ABSTRACT: Riemannian manifolds with special holonomy typically allow for instanton-type equations implying the the Yang-Mills equation. I will recall the most important examples of these equations; discuss foundational results and examples; and finally mention a number of questions.


September 13, 2017
TITLE: The (1,k)-ADHM Seiberg­-Witten equation and k­-fold covers of associatives

ABSTRACT: The (1,k) ADHM Seiberg–Witten equations are a class of generalized Seiberg–Witten equations associated with the hyperkähler quotient appearing in the Atiyah, Drinfeld, Hitchin, and Manin’s construction of the framed moduli space of ASD instantons on R4. Formally, degenerating solutions of this equation are related to Fueter sections of bundles of symmetric products of k copies of R4. In this talk I will explain this relation in more detail and discuss why we believe these equations to be relevant to issues of multiply covered associatives. This is joint work in progress with Aleksander Doan.

September 7, 2016
TITLE: From G2 gauge theory to the ADHM Seiberg–Witten equation

ABSTRACT: The compactness question for G_2–instantons naturally leads one to consider the local problem around an associative submanifold. I will explain how, in a neighborhood of an associative submanifold, the G_2–instanton equation can be understood as a Seiberg–Witten type equation. A result of Haydys then motivates introducing a second Seiberg–Witten type equation associated with the ADHM construction. I will end the talk by discussing a compactness theorem for the simplest of the ADHM Seiberg–Witten equations. This is joint work with Andriy Haydys.

Entries provided:
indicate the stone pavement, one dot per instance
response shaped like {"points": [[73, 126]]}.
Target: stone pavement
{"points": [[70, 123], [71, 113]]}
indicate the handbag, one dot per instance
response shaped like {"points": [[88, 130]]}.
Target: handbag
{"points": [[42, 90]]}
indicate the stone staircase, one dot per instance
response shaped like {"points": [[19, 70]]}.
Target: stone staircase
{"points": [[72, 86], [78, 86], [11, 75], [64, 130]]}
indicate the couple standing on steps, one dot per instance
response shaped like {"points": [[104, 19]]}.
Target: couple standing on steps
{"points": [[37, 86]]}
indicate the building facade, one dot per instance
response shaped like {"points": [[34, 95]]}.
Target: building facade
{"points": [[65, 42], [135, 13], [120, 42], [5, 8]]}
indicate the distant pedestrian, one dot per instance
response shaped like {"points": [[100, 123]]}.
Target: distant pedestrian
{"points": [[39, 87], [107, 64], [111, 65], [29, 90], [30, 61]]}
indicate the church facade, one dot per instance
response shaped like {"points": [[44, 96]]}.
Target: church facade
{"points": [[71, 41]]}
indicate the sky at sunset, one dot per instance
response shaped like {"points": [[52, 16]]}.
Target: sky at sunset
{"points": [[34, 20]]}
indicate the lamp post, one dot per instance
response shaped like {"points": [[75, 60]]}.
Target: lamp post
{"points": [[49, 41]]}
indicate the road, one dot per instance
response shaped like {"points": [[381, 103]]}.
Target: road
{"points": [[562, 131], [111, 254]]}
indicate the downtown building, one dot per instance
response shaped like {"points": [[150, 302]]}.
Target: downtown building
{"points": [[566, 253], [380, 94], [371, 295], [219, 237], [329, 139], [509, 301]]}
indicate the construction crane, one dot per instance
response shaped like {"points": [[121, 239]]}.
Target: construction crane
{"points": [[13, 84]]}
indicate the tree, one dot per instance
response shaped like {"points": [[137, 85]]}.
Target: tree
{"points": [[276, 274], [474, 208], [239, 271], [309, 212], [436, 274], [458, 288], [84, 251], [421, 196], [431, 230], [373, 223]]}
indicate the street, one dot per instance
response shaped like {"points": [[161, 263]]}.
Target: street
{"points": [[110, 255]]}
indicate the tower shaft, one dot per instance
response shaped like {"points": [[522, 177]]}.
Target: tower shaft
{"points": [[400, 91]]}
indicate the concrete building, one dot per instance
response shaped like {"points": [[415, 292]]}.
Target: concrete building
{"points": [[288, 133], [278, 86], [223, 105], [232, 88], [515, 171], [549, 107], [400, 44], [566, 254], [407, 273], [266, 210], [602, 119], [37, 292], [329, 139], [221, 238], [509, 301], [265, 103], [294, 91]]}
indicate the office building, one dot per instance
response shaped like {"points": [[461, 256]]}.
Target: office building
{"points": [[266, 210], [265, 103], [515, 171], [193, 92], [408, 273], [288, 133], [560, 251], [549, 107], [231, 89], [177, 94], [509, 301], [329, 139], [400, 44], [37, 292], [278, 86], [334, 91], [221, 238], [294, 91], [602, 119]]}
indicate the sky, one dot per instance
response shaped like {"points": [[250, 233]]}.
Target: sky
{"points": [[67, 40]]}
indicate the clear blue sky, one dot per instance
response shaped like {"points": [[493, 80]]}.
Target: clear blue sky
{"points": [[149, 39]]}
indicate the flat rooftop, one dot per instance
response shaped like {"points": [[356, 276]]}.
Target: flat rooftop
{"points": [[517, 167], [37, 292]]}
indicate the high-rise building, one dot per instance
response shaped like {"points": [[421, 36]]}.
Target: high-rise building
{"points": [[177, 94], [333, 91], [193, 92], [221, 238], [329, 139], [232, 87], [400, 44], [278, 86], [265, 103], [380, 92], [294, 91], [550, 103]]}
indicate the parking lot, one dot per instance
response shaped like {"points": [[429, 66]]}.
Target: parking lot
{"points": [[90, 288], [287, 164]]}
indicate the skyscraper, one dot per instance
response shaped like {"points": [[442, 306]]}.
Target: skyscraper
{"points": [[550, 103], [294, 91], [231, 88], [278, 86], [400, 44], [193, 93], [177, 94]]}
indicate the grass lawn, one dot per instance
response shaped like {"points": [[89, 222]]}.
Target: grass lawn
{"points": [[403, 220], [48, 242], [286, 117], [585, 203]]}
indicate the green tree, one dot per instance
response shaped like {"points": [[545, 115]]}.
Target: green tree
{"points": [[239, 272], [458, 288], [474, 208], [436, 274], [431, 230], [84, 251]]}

Task instructions:
1. According to the talk abstracts, who is the collaborator on the joint work presented in the September 7, 2016 talk?
2. Echo everything in the talk abstracts from "ABSTRACT: The compactness" down to "with Andriy Haydys.".

Problem solutions:
1. Andriy Haydys

2.
ABSTRACT: The compactness question for G_2–instantons naturally leads one to consider the local problem around an associative submanifold. I will explain how, in a neighborhood of an associative submanifold, the G_2–instanton equation can be understood as a Seiberg–Witten type equation. A result of Haydys then motivates introducing a second Seiberg–Witten type equation associated with the ADHM construction. I will end the talk by discussing a compactness theorem for the simplest of the ADHM Seiberg–Witten equations. This is joint work with Andriy Haydys.